--- Begin GIVEN PASSAGE ---

Studio album by Palehound
- Released: 14 August 2015
- Recorded: October 2014
- Studio: Rare Book Room, Brooklyn
- Length: 28:37
- Label: Exploding in Sound, Heavenly
- Producer: Gabe Wax

Palehound chronology
|  | Dry Food (2015) | A Place I'll Always Go (2017) |

Singles from Dry Food
- "Molly" Released: June 2015;

= Dry Food =

Dry Food is the debut album by US band Palehound. It was released on 14 August 2015 on record label Exploding in Sound.

==Background and release==
Ellen Kempner released their debut EP as Palehound in October 2013 on Exploding In Sound.
After its release Kempner dropped out of Sarah Lawrence College, went through a break-up, and moved from New York to Boston, during which time they wrote the songs for Dry Food.

Dry Food was recorded in October 2014. Kempner wrote all the musical arrangements, and played all instrumental parts except the drums.
Lead single "Molly" was released in June 2015, and Stereogum noted a similarity to the sound of Kempner's roommate Sadie Dupuis of Speedy Ortiz. In 2016 Heavenly Recordings re-released the single as a 7", with a cover of Kelly Clarkson's Miss Independent as the B-side.

The album was released in the US on 14 August 2015 via Exploding In Sound, and in the UK on 4 March 2016 via Heavenly. In February and March 2016 Palehound toured the UK and Europe to support the album.

== Music ==

=== Musical style and instrumentation ===
Art Tavana of Paste Magazine explained: "Ellen Kempner’s guitar prowess is Palehound’s staff of light, a six-stringed burning ember that guides you through her fractured song structures and Complex dynamics keep the tracks from blending together into a giant collage. [...] The only constants are Kempner’s guitar and whispering vocals, which draw you into her dark world on tracks like 'Molly,' where her counter-melody guitar riff gets attacked by fuzzed-out power chords. Kempner’s soft vocals puncture the heart with earnestness on tracks like 'Dry Food' and create distance with the reverb-soaked 'Cinnamon,' where her voice interweaves masterfully with gently strummed chords." Timothy Monger of AllMusic said "the album's dryly textured production borders on lo-fi." Monger also said: "Even when tackling what at first seems like more straightforward indie pop on 'Cinnamon,' Kempner suddenly changes time signatures and introduces subtle psychedelic elements that keep everything slightly off-kilter."

--- End GIVEN PASSAGE ---
--- Begin GIVEN INFORMATION ---

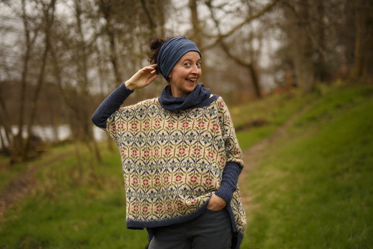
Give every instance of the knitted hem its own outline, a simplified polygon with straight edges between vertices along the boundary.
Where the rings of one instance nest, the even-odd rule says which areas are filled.
[[[186,222],[193,220],[200,215],[206,210],[208,203],[208,201],[203,206],[193,212],[184,216],[168,218],[159,221],[141,221],[127,219],[126,221],[127,228],[129,229],[137,229],[139,228],[154,228]]]
[[[162,221],[160,221],[160,224],[166,224],[166,225],[153,225],[153,224],[152,224],[152,225],[151,226],[143,226],[142,225],[142,224],[150,224],[151,223],[152,223],[152,222],[137,222],[136,221],[134,220],[127,220],[127,228],[129,229],[142,229],[143,228],[146,228],[147,232],[148,232],[148,239],[149,239],[149,241],[150,241],[151,240],[152,238],[153,238],[153,236],[154,235],[154,228],[158,227],[161,227],[163,226],[168,226],[169,225],[172,224],[175,224],[177,223],[181,223],[182,222],[187,222],[188,221],[190,221],[191,220],[193,220],[194,219],[196,218],[199,215],[201,215],[202,213],[205,212],[206,210],[206,208],[207,207],[207,204],[208,204],[208,202],[207,202],[205,205],[198,209],[196,211],[194,212],[193,213],[190,213],[186,216],[181,217],[177,217],[177,218],[171,218]],[[230,205],[227,205],[227,206],[224,208],[226,208],[226,209],[228,210],[228,213],[229,215],[229,217],[230,219],[230,223],[232,225],[232,231],[233,232],[233,236],[232,237],[232,244],[231,244],[231,249],[240,249],[240,246],[241,244],[241,243],[242,242],[242,240],[244,238],[244,234],[241,233],[240,231],[238,231],[238,229],[237,228],[237,225],[235,223],[235,219],[234,219],[234,214],[233,213],[233,210],[232,210],[232,207],[230,206]],[[154,223],[158,224],[157,222],[155,222]],[[141,225],[140,225],[141,224]],[[130,225],[130,226],[129,226]],[[134,226],[134,225],[140,225],[140,227],[132,227],[130,225]]]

--- End GIVEN INFORMATION ---

* **WRITTEN REQUEST 1**:
Based on the Dry Food text, say whether each statement agrees with it, answering yes or no and quoting the words that decide it: (a) Kempner played the drums on the album; (b) the album came out in the UK on 4 March 2016 through Heavenly; (c) Kempner moved from Boston to New York while writing the songs.
* **WRITTEN REQUEST 2**:
Write the next part of the Dry Food text, starting after its final sentence.
The listing that comes after the Dry Food text is separate material.

* **RIGHT ANSWER 1**:
(a) No: "played all instrumental parts except the drums."
(b) Yes: "and in the UK on 4 March 2016 via Heavenly."
(c) No: "moved from New York to Boston."

* **RIGHT ANSWER 2**:
=== Lyrical themes ===
The album is described as a "doleful take on coming-of-age" and "an eight-song exploration of Kempner’s mental inner space during the period of 2013 and ‘14." According to Tavana: "Dry Food bleeds with emotional truth through a thorny lineage to Kurt Cobain-esque dissociation and mental anguish—which is why it was written in isolation, with Kempner playing all the parts except for drums. Dry Food seems possessed by the ghost of Elliott Smith—there are painful reminders all over this record of what it feels like to be tortured, lonely, abused and directionless—which can be exhausting through eight sugar-free songs. Most of Kempner’s lyrics aren’t easy to decipher, either, but combined with nuanced minor key changes, and juxtaposed with her childlike falsetto, they remind you of the dark-twinkle in the eyes of Sylvia Plath, where nothing is as it seems."

== Artwork ==
The album's cover artwork is composed of "colorful travel-magazine cutouts."

==Critical reception==

On review aggregator Metacritic the album holds a score of 78/100, based on 11 reviews, indicating a "generally favorable" reception.

Mike Katzif of NPR praised Kempner's skill as a guitarist, and wrote that "Dry Food is the sound of Ellen Kempner coming into her own musically."
Will Hermes of Rolling Stone wrote that Kempner "plays the hell out of a guitar", and James Reed of the Boston Globe also praised their "guitar prowess."

Professional ratings
Aggregate scores
| Source | Rating |
| AnyDecentMusic? | 7.4/10 |
| Metacritic | 78/100 |
Review scores
| Source | Rating |
| AllMusic | Star |
| Consequence | B |
| DIY | Star |
| Loud and Quiet | 7/10 |
| MusicOMH | Star |
| Paste | 7.8/10 |
| Pitchfork | 8.0/10 |
| Record Collector | Star |
| Rolling Stone | Star |
| Spin | 7/10 |

==Track listing==
All songs written by Ellen Kempner.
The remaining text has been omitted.